§ Lista zadań:
a – Wypisz wszystkie pokarmy, które według tekstu ćwiczenia są powszechnie uważane za afrodyzjak.
b – Na podstawie tekstu ćwiczenia odpowiedz krótko na pytania:
(i) Przy okazji jakich badań odkryto melanokortynę?
(ii) Jak długo trwa erekcja wywołana u mężczyzny podaniem 10 mg syntetycznej melanokortyny?
(iii) Do jakich nerwów mózg wysyła m.in. sygnały pod wpływem impulsu?

§ Tekst ćwiczenia:
******
Nauka w służbie seksu - co nas pobudza?

Przy dzisiejszym tempie życia coraz trudniej jest wykrzesać z siebie energię na wieczorne igraszki w sypialni. Natłok obowiązków, dodatkowe zajęcia, przeładowany kalendarz – wszystko to może sprawiać, że nasze życie erotyczne nie jest takie, jak byśmy chcieli. Czy nauka może nam jakoś pomóc?

Ach te hormony!

Pożądanie seksualne regulowane jest przez hormony. Mózg pod wpływem impulsu (np. wzrokowego) wysyła sygnały m.in. do nerwów dna miednicy, które z kolei powodują, że naczynia krwionośne w tym właśnie obszarze bardziej wypełniają się krwią (erekcja prącia/łechtaczki). Jednocześnie układ nerwowy stymuluje również ciało do zwiększonego wydzielania noradrenalina, dopaminy i innych tzw. „hormonów szczęścia”. Dzięki temu wszystkiemu czujesz się po prostu znakomicie.

Co z afrodyzjakami?

No cóż…. Nie jest tak, że zjedzenie ostrygi zadziała tak samo, jak zażycie viagry. Nie mniej dieta ma niezaprzeczalny wpływ na nasze zdrowie, w tym również na jakoś naszego życia seksualnego. Jedzenie ostryg, czekolady, awokado i innych pokarmów, uważanych powszechnie za afrodyzjak wspiera funkcjonowanie naszego układu nerwowego oraz płciowego. Pamiętać jednak należy, że znacznie ważniejszy (i przede wszystkim skuteczniejszy) jest codzienny zdrowy tryb życia, zbilansowana dieta, ruch i unikanie używek.

Melanokortyna a seks

Przy okazji badań nad kosmetykami do opalania odkryto melanokortynę. Jest to białko, które kontroluje m.in. pigmentacje skóry. Co ciekawe - jeśli podamy mężczyźnie 10 mg syntetycznej melanokortyny, wywoła to u niego natychmiastową i 8-godzinną erekcję. Niestety – połączoną z dotkliwymi nudnościami i wymiotami.
******
§ Dostępne dane:

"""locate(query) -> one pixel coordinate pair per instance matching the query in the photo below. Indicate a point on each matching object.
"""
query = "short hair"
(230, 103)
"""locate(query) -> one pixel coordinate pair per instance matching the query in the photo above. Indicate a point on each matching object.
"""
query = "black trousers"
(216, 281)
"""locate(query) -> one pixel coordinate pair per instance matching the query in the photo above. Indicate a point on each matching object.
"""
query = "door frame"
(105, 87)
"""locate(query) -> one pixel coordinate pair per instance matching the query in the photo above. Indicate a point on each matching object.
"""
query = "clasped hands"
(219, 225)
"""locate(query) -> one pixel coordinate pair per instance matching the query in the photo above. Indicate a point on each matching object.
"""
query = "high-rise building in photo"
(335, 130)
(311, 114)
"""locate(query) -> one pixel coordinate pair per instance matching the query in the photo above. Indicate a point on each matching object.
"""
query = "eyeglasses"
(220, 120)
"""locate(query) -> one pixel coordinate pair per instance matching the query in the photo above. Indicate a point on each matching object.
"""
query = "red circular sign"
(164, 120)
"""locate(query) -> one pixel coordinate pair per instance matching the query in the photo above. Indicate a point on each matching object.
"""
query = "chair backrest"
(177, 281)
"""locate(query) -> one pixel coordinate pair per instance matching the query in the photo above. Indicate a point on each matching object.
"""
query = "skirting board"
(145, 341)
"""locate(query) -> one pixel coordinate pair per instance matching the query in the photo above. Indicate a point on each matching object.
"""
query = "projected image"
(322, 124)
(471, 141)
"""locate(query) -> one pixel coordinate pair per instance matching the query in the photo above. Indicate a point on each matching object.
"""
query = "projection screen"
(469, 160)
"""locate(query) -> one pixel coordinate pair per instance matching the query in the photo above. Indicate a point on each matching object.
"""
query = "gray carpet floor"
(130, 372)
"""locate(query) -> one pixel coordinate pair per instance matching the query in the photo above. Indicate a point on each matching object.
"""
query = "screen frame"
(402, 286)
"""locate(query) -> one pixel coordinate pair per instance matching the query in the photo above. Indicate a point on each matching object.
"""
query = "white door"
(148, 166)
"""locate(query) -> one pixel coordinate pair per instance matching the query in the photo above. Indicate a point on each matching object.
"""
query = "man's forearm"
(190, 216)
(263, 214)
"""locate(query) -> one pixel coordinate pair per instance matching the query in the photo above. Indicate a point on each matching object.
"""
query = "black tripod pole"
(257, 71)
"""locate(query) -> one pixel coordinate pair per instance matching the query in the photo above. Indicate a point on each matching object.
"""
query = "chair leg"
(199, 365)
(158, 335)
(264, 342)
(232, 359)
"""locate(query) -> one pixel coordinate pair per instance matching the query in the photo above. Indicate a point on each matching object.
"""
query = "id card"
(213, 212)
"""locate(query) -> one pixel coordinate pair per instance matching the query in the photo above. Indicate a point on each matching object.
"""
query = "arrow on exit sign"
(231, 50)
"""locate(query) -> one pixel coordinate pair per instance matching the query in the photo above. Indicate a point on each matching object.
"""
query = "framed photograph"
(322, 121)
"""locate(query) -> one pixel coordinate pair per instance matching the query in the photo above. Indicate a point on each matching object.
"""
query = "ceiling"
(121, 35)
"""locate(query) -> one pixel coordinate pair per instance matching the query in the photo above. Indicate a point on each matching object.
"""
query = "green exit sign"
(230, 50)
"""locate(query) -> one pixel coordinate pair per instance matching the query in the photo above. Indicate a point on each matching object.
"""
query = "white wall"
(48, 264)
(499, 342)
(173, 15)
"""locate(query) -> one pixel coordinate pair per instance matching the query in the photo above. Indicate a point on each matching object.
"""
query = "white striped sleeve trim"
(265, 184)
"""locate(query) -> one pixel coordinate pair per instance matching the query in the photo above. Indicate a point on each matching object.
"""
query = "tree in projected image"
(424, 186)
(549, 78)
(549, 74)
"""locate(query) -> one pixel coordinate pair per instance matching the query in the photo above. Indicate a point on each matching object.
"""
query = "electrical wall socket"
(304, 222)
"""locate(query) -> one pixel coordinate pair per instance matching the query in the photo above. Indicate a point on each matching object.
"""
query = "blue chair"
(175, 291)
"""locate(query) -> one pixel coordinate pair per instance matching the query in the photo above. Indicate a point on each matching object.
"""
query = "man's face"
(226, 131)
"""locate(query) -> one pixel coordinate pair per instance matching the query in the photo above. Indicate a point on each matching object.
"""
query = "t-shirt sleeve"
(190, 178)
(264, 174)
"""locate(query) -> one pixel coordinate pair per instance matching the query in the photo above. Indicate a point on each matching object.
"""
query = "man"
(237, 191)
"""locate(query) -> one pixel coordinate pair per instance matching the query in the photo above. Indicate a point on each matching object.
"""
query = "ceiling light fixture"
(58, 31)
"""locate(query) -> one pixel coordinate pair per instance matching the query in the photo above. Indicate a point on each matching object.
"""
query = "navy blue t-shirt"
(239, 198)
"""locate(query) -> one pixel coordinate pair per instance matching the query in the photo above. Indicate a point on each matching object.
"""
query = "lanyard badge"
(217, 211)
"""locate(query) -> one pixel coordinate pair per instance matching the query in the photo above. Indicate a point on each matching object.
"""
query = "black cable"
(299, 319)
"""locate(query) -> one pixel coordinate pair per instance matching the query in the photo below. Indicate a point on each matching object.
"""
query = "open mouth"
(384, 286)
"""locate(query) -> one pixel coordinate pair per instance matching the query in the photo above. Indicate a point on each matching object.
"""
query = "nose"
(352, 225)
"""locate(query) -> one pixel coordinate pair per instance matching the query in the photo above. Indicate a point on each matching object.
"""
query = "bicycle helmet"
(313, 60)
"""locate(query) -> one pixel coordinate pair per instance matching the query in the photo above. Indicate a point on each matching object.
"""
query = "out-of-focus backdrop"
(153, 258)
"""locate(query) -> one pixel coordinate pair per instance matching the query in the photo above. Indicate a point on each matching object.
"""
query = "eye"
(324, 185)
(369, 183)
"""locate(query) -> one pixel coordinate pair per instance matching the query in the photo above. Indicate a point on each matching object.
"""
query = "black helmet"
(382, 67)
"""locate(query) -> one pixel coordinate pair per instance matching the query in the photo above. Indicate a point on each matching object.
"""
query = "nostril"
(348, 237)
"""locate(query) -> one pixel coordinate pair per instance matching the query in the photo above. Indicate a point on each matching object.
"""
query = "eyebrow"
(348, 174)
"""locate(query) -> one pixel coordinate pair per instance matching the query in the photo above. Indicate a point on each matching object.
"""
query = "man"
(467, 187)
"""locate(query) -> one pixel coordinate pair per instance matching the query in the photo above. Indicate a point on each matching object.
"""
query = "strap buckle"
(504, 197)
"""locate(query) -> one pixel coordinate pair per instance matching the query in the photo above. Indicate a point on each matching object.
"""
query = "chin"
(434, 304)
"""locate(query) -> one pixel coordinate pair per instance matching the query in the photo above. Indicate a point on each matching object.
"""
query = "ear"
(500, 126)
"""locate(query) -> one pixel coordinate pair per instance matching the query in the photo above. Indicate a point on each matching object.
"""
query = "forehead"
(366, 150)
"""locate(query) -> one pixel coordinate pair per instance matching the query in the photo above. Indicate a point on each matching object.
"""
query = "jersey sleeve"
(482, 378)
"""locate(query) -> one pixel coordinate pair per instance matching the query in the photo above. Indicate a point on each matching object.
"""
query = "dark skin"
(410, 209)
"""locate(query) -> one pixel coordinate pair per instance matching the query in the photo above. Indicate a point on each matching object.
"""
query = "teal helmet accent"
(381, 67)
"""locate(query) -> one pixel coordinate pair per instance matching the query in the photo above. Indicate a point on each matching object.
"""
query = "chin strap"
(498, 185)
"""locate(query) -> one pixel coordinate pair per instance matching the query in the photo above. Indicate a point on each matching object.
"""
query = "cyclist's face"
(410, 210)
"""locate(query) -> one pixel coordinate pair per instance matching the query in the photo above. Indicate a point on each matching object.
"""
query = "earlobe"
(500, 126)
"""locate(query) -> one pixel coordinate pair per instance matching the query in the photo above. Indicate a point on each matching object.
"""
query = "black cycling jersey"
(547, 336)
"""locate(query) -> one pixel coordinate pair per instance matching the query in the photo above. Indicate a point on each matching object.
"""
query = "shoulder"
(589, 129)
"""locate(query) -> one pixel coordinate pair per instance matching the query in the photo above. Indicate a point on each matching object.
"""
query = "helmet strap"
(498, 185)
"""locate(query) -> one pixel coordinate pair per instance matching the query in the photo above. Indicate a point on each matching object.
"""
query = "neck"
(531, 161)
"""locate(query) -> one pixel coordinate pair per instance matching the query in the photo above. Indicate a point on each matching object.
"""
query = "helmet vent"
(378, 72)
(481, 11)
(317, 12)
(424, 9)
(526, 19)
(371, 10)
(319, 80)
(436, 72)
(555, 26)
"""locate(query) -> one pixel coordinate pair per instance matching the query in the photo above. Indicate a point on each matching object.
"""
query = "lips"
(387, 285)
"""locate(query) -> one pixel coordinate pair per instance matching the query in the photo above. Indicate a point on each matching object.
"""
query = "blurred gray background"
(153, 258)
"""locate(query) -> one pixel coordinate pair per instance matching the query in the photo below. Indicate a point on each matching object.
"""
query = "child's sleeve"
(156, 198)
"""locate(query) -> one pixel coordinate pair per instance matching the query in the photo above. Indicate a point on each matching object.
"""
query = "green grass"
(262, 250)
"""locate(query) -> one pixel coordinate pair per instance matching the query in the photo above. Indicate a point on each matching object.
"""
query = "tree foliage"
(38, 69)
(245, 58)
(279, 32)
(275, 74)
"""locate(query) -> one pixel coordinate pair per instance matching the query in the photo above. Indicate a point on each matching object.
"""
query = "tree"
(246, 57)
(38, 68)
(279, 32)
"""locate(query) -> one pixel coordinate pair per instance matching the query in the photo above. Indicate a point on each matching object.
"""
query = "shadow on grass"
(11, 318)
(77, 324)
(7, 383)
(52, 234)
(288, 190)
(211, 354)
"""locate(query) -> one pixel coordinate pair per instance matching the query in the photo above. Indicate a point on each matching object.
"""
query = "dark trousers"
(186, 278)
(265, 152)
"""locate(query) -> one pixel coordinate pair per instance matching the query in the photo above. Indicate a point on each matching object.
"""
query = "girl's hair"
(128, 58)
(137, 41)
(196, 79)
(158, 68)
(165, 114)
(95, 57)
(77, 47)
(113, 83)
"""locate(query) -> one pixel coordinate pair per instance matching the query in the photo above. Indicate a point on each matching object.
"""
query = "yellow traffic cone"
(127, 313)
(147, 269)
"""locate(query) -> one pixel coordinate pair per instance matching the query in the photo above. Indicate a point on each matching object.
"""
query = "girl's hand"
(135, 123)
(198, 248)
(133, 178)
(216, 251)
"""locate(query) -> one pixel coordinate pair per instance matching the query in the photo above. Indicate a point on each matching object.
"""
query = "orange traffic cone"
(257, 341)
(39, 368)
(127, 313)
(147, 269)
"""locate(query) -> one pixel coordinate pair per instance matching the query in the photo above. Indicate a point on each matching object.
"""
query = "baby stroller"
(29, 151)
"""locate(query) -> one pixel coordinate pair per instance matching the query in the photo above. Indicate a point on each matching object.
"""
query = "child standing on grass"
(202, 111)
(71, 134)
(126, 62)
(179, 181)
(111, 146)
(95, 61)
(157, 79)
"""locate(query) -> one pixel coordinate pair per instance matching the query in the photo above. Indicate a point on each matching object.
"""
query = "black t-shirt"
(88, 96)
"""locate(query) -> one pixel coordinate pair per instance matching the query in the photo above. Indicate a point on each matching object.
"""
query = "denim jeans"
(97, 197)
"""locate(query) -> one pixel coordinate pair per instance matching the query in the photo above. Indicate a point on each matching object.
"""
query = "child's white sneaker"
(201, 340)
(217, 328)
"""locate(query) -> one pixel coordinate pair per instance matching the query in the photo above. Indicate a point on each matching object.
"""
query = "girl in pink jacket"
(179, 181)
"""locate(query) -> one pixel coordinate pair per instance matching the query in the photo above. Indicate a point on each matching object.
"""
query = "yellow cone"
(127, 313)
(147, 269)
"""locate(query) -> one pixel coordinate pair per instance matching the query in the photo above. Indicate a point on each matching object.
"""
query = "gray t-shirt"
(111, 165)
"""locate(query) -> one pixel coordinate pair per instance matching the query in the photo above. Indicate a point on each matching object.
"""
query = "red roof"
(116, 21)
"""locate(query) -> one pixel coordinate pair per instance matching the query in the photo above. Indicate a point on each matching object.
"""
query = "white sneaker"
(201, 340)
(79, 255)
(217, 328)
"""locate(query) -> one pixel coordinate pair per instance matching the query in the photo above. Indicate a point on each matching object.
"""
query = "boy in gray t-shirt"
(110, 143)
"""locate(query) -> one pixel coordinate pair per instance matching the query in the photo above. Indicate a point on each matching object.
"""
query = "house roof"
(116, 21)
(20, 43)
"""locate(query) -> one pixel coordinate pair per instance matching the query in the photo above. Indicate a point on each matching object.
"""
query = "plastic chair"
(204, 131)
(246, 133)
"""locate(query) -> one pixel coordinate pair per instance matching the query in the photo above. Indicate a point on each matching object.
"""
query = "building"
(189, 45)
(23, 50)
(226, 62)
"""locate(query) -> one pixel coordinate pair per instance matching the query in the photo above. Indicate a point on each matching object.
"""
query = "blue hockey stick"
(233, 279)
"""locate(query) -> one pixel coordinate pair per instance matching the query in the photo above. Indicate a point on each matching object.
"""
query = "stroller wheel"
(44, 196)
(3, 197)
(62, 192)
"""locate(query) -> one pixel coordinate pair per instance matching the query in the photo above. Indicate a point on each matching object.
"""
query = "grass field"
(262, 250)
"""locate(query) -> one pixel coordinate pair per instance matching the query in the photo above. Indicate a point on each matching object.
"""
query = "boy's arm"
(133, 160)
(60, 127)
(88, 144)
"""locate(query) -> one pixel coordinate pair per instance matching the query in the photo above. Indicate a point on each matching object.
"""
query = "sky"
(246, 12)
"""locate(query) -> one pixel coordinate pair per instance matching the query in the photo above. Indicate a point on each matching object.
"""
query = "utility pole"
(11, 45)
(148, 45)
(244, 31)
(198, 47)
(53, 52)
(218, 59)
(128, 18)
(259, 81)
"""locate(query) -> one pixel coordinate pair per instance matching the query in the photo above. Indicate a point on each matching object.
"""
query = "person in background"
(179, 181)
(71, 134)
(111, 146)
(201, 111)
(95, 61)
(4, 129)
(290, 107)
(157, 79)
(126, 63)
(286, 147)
******
§ Numerowane odpowiedzi:
a – ostrygi, czekolada, awokado

b –
(i) Przy okazji badań nad kosmetykami do opalania.
(ii) 8 godzin.
(iii) Do nerwów dna miednicy.